-------- INPUT FOR THIS TASK --------

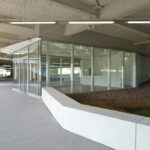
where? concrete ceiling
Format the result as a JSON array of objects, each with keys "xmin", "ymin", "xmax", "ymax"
[{"xmin": 0, "ymin": 0, "xmax": 150, "ymax": 59}]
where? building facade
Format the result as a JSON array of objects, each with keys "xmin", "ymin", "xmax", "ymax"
[{"xmin": 13, "ymin": 40, "xmax": 138, "ymax": 96}]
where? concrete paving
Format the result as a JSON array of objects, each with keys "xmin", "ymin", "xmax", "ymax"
[{"xmin": 0, "ymin": 86, "xmax": 112, "ymax": 150}]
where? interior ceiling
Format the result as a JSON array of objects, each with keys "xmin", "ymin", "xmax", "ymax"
[{"xmin": 0, "ymin": 0, "xmax": 150, "ymax": 61}]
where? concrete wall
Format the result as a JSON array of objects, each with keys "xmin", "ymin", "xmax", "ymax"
[{"xmin": 42, "ymin": 88, "xmax": 150, "ymax": 150}]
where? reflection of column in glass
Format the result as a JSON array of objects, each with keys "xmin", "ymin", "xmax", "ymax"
[
  {"xmin": 91, "ymin": 47, "xmax": 94, "ymax": 91},
  {"xmin": 27, "ymin": 46, "xmax": 30, "ymax": 93},
  {"xmin": 29, "ymin": 61, "xmax": 32, "ymax": 82},
  {"xmin": 46, "ymin": 55, "xmax": 50, "ymax": 87},
  {"xmin": 71, "ymin": 44, "xmax": 74, "ymax": 93},
  {"xmin": 107, "ymin": 49, "xmax": 111, "ymax": 90},
  {"xmin": 132, "ymin": 53, "xmax": 137, "ymax": 87},
  {"xmin": 60, "ymin": 57, "xmax": 62, "ymax": 85},
  {"xmin": 121, "ymin": 51, "xmax": 124, "ymax": 88}
]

--------

■ EXERCISE
Pull out each line of the entries above that contains the word "where", and list those lines unchanged.

■ EXERCISE RESULT
where? concrete ceiling
where? building facade
where? concrete paving
where? interior ceiling
where? concrete wall
where? reflection of column in glass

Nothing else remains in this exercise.